▶ **PROBLEM DESCRIPTION**: Please count the lines in the records below that contain the string "cardboard", treating case as significant, and reply with only that number.

▶ **PROVIDED INFORMATION**:
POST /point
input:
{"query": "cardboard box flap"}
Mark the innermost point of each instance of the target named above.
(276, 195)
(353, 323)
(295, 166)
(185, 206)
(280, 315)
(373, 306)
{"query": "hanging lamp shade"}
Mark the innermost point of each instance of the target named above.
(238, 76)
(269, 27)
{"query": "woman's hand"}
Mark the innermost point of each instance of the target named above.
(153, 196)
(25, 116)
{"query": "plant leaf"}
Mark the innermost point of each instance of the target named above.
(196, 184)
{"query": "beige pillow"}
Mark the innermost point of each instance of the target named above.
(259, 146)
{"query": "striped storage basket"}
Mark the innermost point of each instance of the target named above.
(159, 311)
...
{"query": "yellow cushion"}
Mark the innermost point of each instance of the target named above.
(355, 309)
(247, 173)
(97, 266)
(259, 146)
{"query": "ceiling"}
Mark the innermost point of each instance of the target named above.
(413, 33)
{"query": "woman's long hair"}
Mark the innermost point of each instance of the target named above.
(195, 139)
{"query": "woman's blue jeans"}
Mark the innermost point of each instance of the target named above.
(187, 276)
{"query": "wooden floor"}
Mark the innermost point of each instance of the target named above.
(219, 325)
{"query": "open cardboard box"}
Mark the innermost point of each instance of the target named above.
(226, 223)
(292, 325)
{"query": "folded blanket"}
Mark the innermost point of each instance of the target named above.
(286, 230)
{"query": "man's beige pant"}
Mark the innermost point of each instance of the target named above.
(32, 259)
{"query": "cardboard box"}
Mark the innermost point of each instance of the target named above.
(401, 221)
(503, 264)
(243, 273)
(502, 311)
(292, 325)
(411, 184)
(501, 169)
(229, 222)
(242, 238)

▶ **CORRECT RESPONSE**: 3